__Consigne a__
Comptez les lignes des entrées qui contiennent le mot « foot », en tenant compte de la casse. Donnez uniquement ce nombre.

┌─ Extrait de texte

Promouvoir le changement de système par la base. Peu le font aussi bien que Rob Hopkins, activiste environnemental britannique et fondateur du mouvement Villes en transition («Transition Towns»). Nous sommes très heureux que sa tournée suisse ait fait halte au Centre Pro Natura de Champ-Pittet et que nous ayons pu nous entretenir avec lui de changement de système, de sobriété et de comment, en dépit de tout, rester optimiste…

Le mouvement Villes en transition, ce sont des militantes et militants écologistes qui depuis plus de quinze ans lancent des initiatives et des projets de durabilité dans de nombreuses villes du monde entier. Ils mettent ainsi en œuvre la transition vers une économie post-fossile et relocalisée. Le Réseau Transition («Transition Network») offre à toutes celles et ceux d’entre nous qui sont actifs ou qui souhaitent le devenir des conseils pour faire également de nos villes des villes en transition. Aujourd’hui, ce mouvement auto-organisé réunit plus de 1000 groupes dans le monde entier.

Le Réseau Transition est à l’image de Rob Hopkins. Celui-ci nous parle avec optimisme, le regard tourné sur la voie à suivre. Surtout, il le fait avec un enthousiasme contagieux.

À court terme, la crise climatique peut être vue comme une opportunité de s’attaquer à de nombreuses choses qui manifestement ne fonctionnent pas dans notre société. Nous devons notamment relocaliser beaucoup plus notre système économique. La «Ceinture Aliment-Terre» mise en place à Liège, en Belgique, en est un magnifique exemple. Bien sûr, nous ne verrons pas de villes autosuffisantes dans les toutes prochaines années, mais chaque pas dans cette direction crée de nouvelles opportunités, de nouveaux emplois et modes de vie.

Liège boucle sa «Ceinture Aliment-Terre»

└─

__Consigne b__
Poursuivez le texte sur le mouvement Villes en transition à partir de sa dernière ligne.

┌─ Entrées présentées

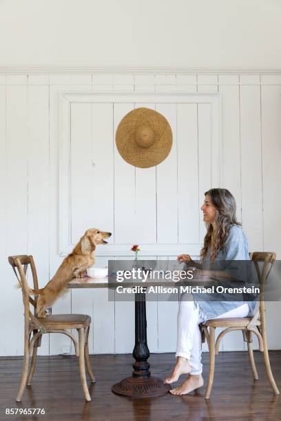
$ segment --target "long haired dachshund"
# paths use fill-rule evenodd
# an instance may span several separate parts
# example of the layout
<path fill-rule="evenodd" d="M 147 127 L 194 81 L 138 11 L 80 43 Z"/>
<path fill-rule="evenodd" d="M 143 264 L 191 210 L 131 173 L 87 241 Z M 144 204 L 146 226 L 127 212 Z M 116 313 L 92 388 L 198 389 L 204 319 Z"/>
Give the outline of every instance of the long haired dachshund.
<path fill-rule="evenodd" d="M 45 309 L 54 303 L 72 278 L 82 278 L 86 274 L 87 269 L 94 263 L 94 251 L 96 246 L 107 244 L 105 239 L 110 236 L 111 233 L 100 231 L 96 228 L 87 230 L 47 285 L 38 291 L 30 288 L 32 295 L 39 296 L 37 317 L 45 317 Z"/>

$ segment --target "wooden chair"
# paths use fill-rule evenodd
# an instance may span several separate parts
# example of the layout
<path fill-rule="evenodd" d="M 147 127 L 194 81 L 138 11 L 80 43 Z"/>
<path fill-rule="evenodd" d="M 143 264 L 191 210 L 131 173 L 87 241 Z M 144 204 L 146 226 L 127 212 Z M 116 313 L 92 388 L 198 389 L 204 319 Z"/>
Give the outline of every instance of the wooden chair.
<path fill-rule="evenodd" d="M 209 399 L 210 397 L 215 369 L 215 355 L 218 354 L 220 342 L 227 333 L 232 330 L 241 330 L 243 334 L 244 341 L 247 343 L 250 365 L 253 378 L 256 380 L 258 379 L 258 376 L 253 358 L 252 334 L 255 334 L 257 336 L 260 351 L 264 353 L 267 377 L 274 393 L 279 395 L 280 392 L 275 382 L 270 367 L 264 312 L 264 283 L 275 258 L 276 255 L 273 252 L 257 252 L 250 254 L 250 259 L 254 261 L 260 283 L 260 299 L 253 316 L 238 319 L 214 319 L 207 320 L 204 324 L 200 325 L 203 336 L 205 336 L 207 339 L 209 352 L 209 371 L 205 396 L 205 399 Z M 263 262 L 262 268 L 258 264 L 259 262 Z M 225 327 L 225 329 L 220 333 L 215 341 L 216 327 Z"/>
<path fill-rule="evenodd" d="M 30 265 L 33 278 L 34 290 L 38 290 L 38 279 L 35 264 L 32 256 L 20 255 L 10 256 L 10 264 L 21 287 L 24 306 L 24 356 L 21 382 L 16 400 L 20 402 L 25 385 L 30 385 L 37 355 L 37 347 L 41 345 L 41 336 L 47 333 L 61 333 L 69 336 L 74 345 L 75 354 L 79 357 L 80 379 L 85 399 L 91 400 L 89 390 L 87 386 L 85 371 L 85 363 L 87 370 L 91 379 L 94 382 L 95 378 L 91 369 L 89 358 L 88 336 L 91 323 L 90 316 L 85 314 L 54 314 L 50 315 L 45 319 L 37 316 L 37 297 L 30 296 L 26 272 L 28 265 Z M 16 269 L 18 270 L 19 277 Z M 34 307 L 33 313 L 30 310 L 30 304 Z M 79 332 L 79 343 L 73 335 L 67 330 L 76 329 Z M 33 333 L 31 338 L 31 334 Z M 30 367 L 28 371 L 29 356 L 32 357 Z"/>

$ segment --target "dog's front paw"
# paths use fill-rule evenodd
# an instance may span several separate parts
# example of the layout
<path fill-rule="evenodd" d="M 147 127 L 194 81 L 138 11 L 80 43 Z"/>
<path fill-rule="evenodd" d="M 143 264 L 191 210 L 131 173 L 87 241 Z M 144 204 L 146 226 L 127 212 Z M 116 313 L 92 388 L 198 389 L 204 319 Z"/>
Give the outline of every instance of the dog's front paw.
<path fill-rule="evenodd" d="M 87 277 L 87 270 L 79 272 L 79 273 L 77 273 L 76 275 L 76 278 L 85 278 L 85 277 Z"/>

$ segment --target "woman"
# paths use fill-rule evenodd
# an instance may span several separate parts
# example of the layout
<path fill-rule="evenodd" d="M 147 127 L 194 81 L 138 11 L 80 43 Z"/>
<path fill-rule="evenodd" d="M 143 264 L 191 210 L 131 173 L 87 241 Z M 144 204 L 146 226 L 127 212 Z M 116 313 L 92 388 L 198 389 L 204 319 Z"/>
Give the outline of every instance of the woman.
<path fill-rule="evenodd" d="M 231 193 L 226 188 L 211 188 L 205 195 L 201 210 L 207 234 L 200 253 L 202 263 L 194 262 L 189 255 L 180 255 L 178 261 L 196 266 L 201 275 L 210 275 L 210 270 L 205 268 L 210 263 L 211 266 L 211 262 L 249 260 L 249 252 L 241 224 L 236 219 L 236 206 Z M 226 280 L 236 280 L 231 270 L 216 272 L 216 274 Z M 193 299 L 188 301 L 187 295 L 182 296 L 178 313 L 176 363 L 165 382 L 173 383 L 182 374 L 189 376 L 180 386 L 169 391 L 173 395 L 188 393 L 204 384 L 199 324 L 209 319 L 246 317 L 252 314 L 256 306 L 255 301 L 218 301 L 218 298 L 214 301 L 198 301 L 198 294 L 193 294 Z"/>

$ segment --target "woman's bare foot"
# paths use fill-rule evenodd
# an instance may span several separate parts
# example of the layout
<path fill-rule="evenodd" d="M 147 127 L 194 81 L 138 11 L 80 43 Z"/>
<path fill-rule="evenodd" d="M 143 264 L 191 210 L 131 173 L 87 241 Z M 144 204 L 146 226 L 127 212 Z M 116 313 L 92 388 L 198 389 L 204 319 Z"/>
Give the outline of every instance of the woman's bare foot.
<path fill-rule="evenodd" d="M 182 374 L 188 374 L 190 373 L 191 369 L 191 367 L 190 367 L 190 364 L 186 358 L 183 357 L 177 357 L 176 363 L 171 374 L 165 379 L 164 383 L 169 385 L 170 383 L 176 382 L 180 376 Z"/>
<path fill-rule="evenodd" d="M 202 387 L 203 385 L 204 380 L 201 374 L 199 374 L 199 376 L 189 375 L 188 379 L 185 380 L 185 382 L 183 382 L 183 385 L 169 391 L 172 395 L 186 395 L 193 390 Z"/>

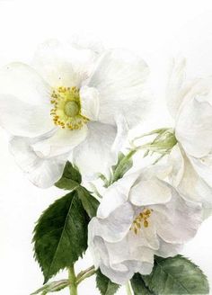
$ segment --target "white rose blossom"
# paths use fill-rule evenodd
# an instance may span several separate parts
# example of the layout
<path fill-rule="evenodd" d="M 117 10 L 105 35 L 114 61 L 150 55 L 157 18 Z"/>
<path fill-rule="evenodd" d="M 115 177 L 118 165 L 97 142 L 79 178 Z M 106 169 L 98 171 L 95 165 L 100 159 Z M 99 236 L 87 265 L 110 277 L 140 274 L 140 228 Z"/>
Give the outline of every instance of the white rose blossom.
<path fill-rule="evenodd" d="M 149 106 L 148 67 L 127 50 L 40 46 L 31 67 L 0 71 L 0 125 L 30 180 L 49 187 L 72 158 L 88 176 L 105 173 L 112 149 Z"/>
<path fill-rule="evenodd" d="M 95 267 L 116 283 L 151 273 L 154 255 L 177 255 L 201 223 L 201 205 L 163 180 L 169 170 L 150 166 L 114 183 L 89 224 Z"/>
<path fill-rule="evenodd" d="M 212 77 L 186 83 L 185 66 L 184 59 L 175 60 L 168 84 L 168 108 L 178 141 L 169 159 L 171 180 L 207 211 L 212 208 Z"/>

└─
┌─ Entrées présentées

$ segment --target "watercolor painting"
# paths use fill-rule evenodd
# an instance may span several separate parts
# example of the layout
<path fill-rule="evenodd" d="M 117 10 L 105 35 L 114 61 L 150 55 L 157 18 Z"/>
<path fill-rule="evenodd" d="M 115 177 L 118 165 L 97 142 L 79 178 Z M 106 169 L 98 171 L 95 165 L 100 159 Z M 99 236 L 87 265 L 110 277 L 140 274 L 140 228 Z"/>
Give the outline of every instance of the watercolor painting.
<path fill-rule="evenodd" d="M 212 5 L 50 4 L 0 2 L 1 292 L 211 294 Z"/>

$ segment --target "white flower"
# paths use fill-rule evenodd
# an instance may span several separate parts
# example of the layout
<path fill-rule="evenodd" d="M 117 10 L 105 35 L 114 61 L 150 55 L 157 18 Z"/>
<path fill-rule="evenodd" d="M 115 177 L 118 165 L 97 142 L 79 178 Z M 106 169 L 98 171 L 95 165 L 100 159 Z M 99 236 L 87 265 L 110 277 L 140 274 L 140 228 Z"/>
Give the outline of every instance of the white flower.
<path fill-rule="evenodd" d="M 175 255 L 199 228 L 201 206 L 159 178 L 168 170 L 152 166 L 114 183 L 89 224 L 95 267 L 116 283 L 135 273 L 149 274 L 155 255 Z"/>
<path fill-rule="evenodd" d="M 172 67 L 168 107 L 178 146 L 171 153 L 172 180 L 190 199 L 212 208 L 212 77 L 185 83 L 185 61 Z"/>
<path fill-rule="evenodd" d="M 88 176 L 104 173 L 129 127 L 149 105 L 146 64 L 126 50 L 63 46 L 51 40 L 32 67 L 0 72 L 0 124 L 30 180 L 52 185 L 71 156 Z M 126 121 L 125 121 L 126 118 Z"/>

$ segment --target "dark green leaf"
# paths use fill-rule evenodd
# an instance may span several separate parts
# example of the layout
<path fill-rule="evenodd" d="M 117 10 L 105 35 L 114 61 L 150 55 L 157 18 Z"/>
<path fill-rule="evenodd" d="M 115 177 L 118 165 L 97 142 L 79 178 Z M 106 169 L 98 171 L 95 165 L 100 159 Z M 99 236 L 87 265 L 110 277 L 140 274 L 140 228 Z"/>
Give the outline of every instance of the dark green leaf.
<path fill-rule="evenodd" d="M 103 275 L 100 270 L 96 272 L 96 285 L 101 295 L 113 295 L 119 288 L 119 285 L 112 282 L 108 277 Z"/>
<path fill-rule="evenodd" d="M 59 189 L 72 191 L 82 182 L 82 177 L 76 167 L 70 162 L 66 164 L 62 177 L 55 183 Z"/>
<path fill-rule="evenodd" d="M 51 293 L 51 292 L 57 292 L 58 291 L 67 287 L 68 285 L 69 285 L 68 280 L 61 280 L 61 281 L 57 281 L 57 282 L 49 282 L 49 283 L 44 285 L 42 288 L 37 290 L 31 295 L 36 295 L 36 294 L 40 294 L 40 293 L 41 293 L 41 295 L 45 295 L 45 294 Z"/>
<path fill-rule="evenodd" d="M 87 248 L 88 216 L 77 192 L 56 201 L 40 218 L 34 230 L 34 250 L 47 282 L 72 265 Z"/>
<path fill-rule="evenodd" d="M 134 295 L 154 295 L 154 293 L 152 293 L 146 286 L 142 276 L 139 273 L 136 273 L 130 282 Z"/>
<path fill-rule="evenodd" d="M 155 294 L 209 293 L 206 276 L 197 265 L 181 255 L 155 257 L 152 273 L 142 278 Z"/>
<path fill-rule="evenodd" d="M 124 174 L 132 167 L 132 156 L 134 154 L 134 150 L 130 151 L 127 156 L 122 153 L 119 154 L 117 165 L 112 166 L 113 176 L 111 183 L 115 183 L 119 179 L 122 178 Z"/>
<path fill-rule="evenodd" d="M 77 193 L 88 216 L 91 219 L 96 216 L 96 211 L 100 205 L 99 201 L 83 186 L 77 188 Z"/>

└─

__Résultat attendu a__
2

__Résultat attendu b__
En 2012, dans le cadre du réseau de transition de Liège, l’idée a vu le jour de développer un système alimentaire local autour de la ville. Le projet est désormais soutenu par les pouvoirs publics et a déjà été transposé dans six autres villes belges. Liège est un parfait exemple de projet issu d’une idée de type «et si...»: «Et si, en une génération, la majorité des aliments consommés par les Liégeoises et Liégeois provenaient de Liège même?» C’est cette question qui a inspiré et enthousiasmé tant de personnes et qui a finalement mis le projet en route. «Récemment, j’ai rencontré le maire de Marseille. Lui aussi souhaite acheter des terres autour de sa ville et mettre en place un nouveau système alimentaire», raconte Rob Hopkins.

«Changer le système, pas le climat», un slogan très populaire parmi les activistes du climat. Le réseau Transition permet des changements au niveau local mais, pour stopper la crise climatique, des changements systémiques à l’échelle mondiale sont nécessaires. Comment pouvons-nous transformer les initiatives locales en stratégies nationales et mondiales?

Nous ne devons jamais oublier à quel point les histoires et les exemples sont puissants. Tout ce que nous devons changer existe déjà quelque part. Si nous réfléchissons à ce qui doit changer dans une ville, nous pouvons suivre les exemples suivants: le réseau cyclable de Rotterdam, la démocratie locale de Barcelone, le nouveau système alimentaire de Liège, le quartier sans voitures de Fribourg-en-Brisgau, le modèle de quartiers «du quart d’heure» à Paris… Toutes ces initiatives existent déjà, il nous suffit maintenant de les rassembler et de les mettre en œuvre partout.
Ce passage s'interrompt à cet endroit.